→ **Page text**:
** Begin **
I'm trying to work out what the best structure is for these requirements.. will happily work on it, just wondering on the best direction to go in / if anyone knows from experience or reason what the best type of storage structure is..

- I 'generate' up to 20,000 integers, and I need to make sure they are unique. I have no desire to keep track of which integers I've seen, as long as I can determine whether I've seen one before, if that makes sense - I don't need to get them back again from the structure.

- I can roughly predict the distribution of the numbers, I know, for example, the possible 'next' numbers after seeing any given number, I also know that the numbers probably expand from a single point, i.e, in 1-D, if the first number is one, the second numbers will be 0 and 2, if the first number is 2, the next ones will be 1 and 3, and so on.. I'm not considering negatives. However, I only have a rough idea that will happen - and, its certainly the case that the next two numbers might be +100 and -100, or any other symetric distance from the first number ( again, negatives can't happen, so -100 would only be possible if the first number is >= 100 ). The numbers don't necessarily start from 0, infact, its very unlikely that the first number will be 0.

At the moment I'm using a set [ red/black tree ], all is well for one test - and 20,000 is a worst case situation, i.e. the algorithm this is for aborts if it reaches 20,000 iterations. 300-1000 numbers is more likely; but, there's a chance that, every half second, a worst case example occurs, and worst cases aren't infrequent. Also, I want to increase the worst case level, because 20,0000 is sometimes not enough! In profiling, the set looks like a speed bottleneck in the system at these extreme cases, and I guess it's a memory bottleneck too, since it must store a whole integer at every 'leaf'.
** End **
→ **Required actions**:
(a) Rewrite the paragraph of the forum post beginning "At the moment I'm using a set" as a short bulleted list, keeping its main facts.
(b) Answer these questions from the forum post, one line each:
(i) Up to how many integers are generated?
(ii) Are negative numbers considered?
(iii) What structure is currently used to store the numbers?

→ **Data block**:
** Begin **
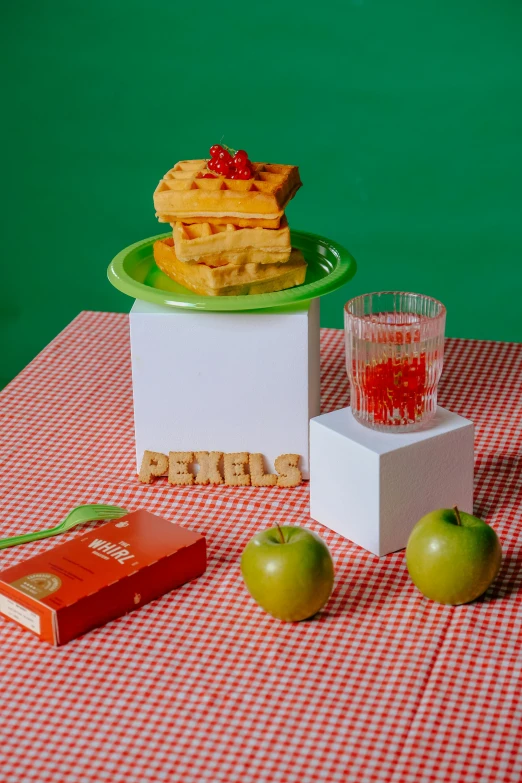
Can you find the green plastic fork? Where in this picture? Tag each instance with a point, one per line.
(87, 513)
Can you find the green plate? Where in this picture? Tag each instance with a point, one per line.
** End **
→ **Expected outputs**:
(a)
- The current storage is a set (a red/black tree), which works fine for a single test.
- 20,000 is the worst case, because the algorithm aborts at 20,000 iterations.
- 300–1000 numbers is more likely, but worst cases are not infrequent and could occur every half second.
- The worst-case limit should go higher, since 20,000 is sometimes not enough.
- Profiling shows the set as a speed bottleneck at these extremes, and probably a memory bottleneck too, since it stores a whole integer at every leaf.

(b)
(i) Up to 20,000.
(ii) No, negatives are not considered.
(iii) A set (a red/black tree).